--- Start Records for the task ---
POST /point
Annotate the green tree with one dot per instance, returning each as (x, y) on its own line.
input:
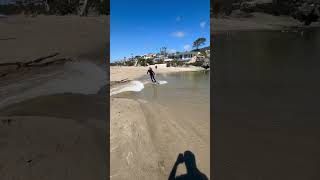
(199, 42)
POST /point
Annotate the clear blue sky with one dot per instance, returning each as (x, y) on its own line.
(144, 26)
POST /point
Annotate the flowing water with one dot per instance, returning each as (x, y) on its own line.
(177, 111)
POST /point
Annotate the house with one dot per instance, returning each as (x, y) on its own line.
(184, 56)
(149, 56)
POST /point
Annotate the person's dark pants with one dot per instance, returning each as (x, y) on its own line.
(152, 78)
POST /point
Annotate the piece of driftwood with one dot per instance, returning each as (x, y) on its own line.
(39, 62)
(55, 61)
(28, 63)
(40, 59)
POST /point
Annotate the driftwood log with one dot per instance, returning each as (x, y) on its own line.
(39, 62)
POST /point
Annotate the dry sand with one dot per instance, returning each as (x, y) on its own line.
(146, 137)
(44, 133)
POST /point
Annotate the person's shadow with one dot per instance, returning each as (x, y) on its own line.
(193, 172)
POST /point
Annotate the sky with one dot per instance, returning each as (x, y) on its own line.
(138, 27)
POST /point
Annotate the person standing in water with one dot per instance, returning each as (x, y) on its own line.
(151, 73)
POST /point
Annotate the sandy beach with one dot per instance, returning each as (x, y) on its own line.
(53, 117)
(118, 73)
(146, 137)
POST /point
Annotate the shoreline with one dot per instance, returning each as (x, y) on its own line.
(141, 126)
(120, 75)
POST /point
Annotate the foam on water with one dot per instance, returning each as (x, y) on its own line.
(135, 86)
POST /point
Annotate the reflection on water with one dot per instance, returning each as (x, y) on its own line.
(183, 87)
(266, 114)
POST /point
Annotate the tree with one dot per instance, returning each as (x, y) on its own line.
(199, 42)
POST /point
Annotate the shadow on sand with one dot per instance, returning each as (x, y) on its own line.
(193, 172)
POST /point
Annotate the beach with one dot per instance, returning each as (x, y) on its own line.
(149, 129)
(53, 115)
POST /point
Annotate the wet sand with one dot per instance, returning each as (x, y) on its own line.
(148, 134)
(54, 118)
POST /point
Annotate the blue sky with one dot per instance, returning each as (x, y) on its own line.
(138, 27)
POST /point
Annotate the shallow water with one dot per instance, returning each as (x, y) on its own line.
(177, 115)
(266, 99)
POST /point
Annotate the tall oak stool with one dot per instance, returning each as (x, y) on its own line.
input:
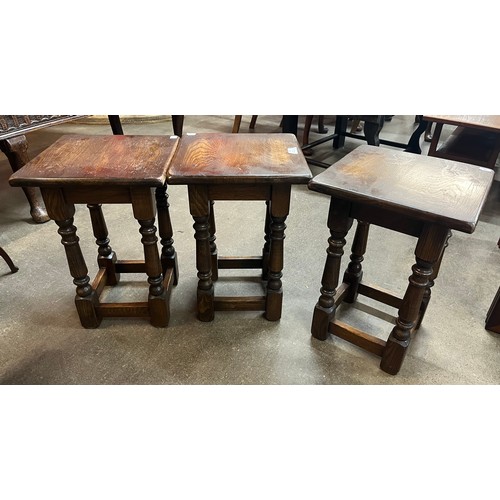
(239, 167)
(415, 195)
(110, 169)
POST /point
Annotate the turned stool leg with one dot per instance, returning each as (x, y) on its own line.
(144, 212)
(199, 206)
(354, 272)
(16, 150)
(168, 254)
(86, 300)
(106, 256)
(427, 294)
(428, 251)
(339, 224)
(213, 246)
(279, 208)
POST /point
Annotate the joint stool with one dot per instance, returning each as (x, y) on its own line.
(110, 169)
(239, 167)
(419, 196)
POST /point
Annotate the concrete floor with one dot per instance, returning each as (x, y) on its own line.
(42, 341)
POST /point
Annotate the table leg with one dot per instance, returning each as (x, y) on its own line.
(106, 256)
(144, 210)
(354, 271)
(86, 300)
(339, 224)
(279, 209)
(168, 254)
(199, 206)
(16, 150)
(213, 246)
(267, 243)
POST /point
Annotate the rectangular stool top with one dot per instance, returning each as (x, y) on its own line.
(135, 160)
(426, 188)
(238, 158)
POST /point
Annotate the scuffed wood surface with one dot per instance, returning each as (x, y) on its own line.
(431, 189)
(243, 158)
(97, 160)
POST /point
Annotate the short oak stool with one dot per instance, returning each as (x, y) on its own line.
(239, 167)
(415, 195)
(110, 169)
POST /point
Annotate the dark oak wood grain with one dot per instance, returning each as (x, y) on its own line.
(239, 158)
(97, 160)
(475, 140)
(424, 197)
(429, 189)
(239, 167)
(110, 169)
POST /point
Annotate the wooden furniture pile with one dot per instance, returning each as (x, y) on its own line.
(424, 197)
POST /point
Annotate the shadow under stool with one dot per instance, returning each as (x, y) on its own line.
(118, 169)
(239, 167)
(13, 268)
(419, 196)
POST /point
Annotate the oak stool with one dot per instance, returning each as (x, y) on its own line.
(217, 166)
(415, 195)
(110, 169)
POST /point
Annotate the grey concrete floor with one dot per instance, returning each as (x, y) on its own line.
(42, 341)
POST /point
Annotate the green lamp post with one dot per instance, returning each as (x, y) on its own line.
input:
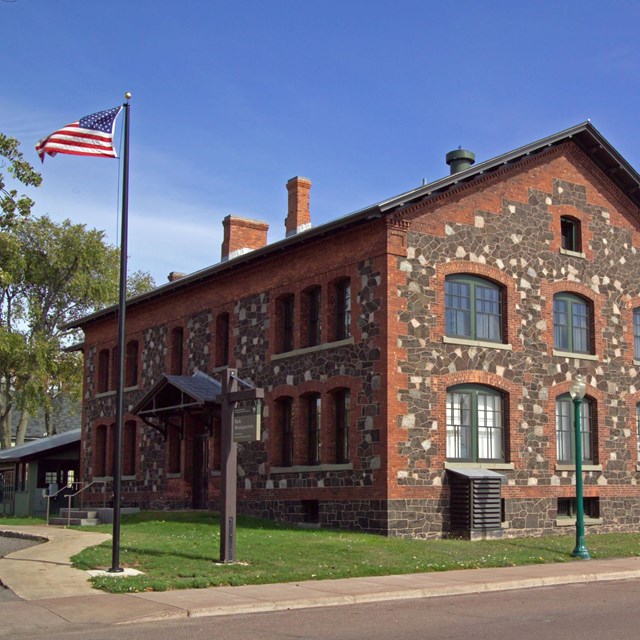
(576, 391)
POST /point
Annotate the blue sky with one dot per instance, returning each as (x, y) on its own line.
(364, 97)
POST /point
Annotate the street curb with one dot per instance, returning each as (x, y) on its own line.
(389, 596)
(7, 533)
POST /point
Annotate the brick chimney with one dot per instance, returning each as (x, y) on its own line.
(298, 216)
(242, 236)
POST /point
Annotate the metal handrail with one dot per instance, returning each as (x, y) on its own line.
(73, 495)
(53, 495)
(70, 496)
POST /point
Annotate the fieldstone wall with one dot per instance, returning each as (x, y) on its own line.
(518, 246)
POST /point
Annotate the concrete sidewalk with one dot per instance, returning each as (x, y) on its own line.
(54, 595)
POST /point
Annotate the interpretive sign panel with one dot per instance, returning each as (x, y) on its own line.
(246, 424)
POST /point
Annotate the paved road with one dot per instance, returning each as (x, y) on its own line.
(606, 611)
(7, 546)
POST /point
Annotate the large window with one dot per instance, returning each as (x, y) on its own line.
(174, 448)
(571, 236)
(103, 371)
(222, 340)
(285, 419)
(342, 417)
(571, 323)
(475, 424)
(313, 316)
(473, 309)
(100, 452)
(313, 408)
(285, 322)
(565, 438)
(129, 449)
(177, 350)
(636, 334)
(343, 309)
(638, 429)
(131, 364)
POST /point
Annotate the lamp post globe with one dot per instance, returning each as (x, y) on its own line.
(577, 392)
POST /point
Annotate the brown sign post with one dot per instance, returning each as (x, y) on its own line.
(246, 433)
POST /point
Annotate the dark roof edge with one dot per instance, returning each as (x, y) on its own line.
(585, 135)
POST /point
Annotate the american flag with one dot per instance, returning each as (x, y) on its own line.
(89, 136)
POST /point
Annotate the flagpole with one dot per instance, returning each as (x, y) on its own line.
(122, 304)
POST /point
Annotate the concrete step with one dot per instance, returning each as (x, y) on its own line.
(78, 513)
(76, 522)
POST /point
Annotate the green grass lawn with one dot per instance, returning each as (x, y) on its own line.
(178, 550)
(20, 520)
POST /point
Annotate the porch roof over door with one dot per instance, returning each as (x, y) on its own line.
(171, 397)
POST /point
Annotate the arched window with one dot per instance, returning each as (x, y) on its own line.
(565, 432)
(285, 424)
(342, 306)
(474, 308)
(342, 419)
(475, 424)
(572, 318)
(313, 416)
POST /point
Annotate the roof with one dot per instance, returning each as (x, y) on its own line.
(175, 393)
(43, 445)
(584, 135)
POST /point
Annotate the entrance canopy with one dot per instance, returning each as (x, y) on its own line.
(172, 397)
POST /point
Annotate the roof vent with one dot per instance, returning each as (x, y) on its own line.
(460, 159)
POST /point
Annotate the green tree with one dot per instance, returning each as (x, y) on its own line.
(14, 207)
(50, 274)
(63, 271)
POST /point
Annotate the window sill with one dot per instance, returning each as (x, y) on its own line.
(572, 467)
(477, 343)
(574, 254)
(571, 522)
(314, 349)
(304, 468)
(479, 465)
(577, 356)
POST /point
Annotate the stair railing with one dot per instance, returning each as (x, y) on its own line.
(73, 495)
(53, 495)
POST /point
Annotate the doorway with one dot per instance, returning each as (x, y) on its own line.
(200, 485)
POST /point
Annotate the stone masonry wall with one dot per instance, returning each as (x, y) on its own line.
(507, 230)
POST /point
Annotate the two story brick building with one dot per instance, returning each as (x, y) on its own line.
(432, 335)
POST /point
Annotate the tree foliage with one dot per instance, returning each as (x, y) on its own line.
(51, 274)
(14, 207)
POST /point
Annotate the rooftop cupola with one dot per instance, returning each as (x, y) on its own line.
(459, 160)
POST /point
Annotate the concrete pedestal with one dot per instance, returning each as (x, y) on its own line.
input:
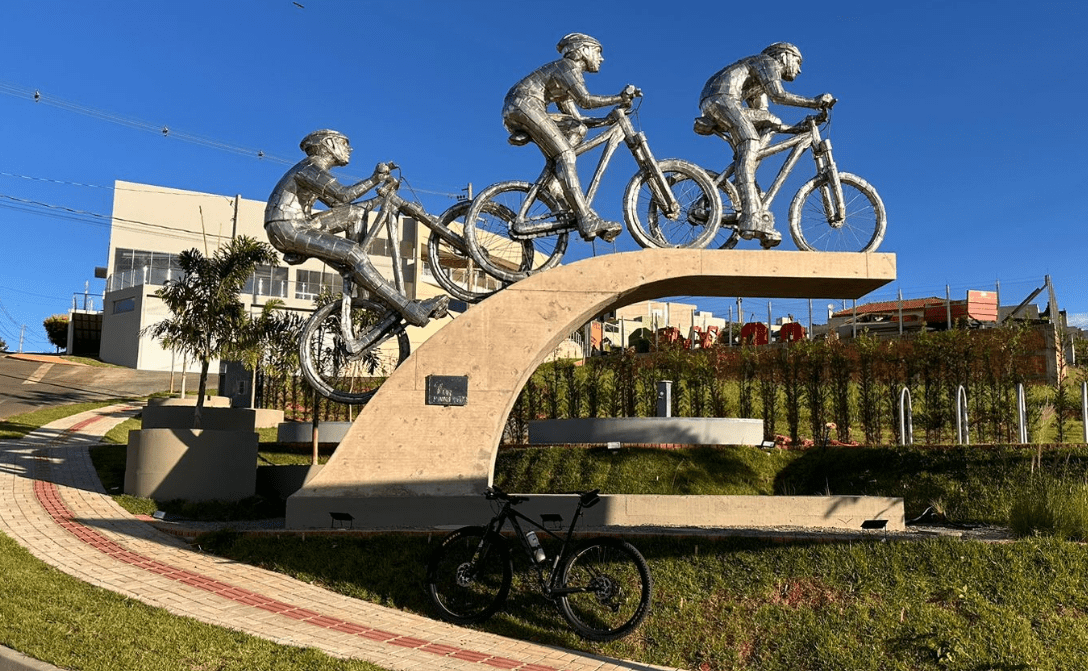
--- End Records for the task ---
-- Directions --
Report every line in the listing above that contains the word "wall", copying each one in full.

-- Written answer --
Annotate the fieldstone wall with one dot per instance, returning each as (x, y) on its own line.
Annotate the stone masonry wall with one dot per instance, returning each as (x, y) on its own line.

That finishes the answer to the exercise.